• [Stored data entries]
• • • •

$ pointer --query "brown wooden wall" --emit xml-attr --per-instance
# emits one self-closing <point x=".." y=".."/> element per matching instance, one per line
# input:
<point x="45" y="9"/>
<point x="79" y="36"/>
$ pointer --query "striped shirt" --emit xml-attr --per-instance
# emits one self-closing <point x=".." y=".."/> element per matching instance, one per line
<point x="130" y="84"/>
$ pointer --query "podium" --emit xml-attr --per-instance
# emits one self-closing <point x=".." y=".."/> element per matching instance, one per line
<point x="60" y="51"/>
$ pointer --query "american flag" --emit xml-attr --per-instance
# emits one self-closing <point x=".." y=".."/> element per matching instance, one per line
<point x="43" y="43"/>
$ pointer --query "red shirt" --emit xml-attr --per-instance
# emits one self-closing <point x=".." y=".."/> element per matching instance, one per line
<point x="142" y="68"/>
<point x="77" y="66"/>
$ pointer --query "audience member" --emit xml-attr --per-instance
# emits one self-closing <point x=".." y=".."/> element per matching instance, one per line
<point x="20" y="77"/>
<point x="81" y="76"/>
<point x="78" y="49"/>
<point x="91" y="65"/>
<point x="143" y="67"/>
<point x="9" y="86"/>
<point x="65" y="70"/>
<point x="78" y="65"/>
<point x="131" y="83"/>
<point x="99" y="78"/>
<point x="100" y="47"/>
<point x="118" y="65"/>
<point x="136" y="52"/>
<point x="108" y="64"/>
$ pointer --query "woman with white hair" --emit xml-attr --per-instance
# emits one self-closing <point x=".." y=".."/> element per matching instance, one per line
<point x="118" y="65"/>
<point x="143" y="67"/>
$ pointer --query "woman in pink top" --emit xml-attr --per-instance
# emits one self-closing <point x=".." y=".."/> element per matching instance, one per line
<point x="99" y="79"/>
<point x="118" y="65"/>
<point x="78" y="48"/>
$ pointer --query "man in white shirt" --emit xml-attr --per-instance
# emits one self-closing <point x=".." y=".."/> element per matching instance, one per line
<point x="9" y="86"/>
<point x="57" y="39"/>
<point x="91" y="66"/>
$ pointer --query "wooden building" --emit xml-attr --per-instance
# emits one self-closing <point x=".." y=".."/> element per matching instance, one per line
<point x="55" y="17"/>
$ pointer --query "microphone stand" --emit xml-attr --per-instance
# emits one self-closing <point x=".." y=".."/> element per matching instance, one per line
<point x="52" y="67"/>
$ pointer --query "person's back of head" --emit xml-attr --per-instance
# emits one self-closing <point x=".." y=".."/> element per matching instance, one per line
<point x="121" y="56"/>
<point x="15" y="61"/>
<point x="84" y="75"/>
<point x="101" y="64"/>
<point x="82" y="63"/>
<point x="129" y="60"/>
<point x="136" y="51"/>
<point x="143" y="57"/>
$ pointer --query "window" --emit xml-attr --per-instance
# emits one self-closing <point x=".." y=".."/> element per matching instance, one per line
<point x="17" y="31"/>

• • • •

• [What is required] Reproduce all of the records, keeping every character unchanged.

• [Output of the task]
$ pointer --query "brown wooden wall" --emit xml-attr --per-instance
# emits one self-closing <point x=".." y=".."/> element per matching instance, one per line
# input:
<point x="45" y="9"/>
<point x="79" y="36"/>
$ pointer --query "striped shirt" --emit xml-attr --per-instance
# emits one self-closing <point x=".." y=".."/> element per matching instance, one per line
<point x="130" y="84"/>
$ pointer --query "podium" --emit xml-attr --per-instance
# emits one self-closing <point x=".." y=".."/> element per matching instance, one per line
<point x="60" y="51"/>
$ pointer --query "american flag" --emit xml-attr --per-instance
# emits one self-closing <point x=".." y=".."/> element per matching instance, one per line
<point x="43" y="43"/>
$ pointer --query "red shirt" --emit xml-attr --per-instance
# emits one self-closing <point x=".." y=".."/> element per matching instance, one per line
<point x="142" y="68"/>
<point x="77" y="66"/>
$ pointer --query "audience member" --emit xml-attr --per-instance
# emits one self-closing <point x=".." y=".."/> element per matching instance, one per line
<point x="20" y="77"/>
<point x="81" y="76"/>
<point x="78" y="49"/>
<point x="91" y="65"/>
<point x="143" y="67"/>
<point x="9" y="86"/>
<point x="65" y="70"/>
<point x="78" y="65"/>
<point x="131" y="83"/>
<point x="99" y="78"/>
<point x="100" y="47"/>
<point x="118" y="65"/>
<point x="136" y="52"/>
<point x="108" y="64"/>
$ pointer --query "woman with white hair" --emit xml-attr --per-instance
# emits one self-closing <point x=".." y=".."/> element per matching instance, one per line
<point x="118" y="65"/>
<point x="143" y="67"/>
$ pointer --query "woman in pink top" --emit xml-attr --per-instance
# emits one self-closing <point x=".." y=".."/> element per matching instance, one per line
<point x="99" y="79"/>
<point x="118" y="65"/>
<point x="78" y="48"/>
$ pointer --query "man in white shirt" --emit xml-attr --per-instance
# emits one self-closing <point x=".." y=".."/> element per matching instance, one per line
<point x="9" y="86"/>
<point x="57" y="39"/>
<point x="91" y="66"/>
$ pointer --query "wooden building" --emit xml-attr --per-instance
# emits one self-closing <point x=".." y=".."/> element per matching instance, one per line
<point x="55" y="17"/>
$ pointer --query "microphone stand" --emit xml-attr --per-instance
# emits one self-closing <point x=".." y=".."/> element per matching instance, one per line
<point x="52" y="67"/>
$ pointer --query "person's back of head" --emit xml-attr --per-instance
# emits one self-closing <point x=".." y=".."/> element per matching instance, one per line
<point x="121" y="56"/>
<point x="15" y="61"/>
<point x="84" y="75"/>
<point x="101" y="64"/>
<point x="82" y="63"/>
<point x="129" y="60"/>
<point x="136" y="51"/>
<point x="143" y="57"/>
$ pointer --query "window" --emit xml-attr --per-instance
# emits one self-closing <point x=".." y=".."/> element per matching instance, one per line
<point x="17" y="31"/>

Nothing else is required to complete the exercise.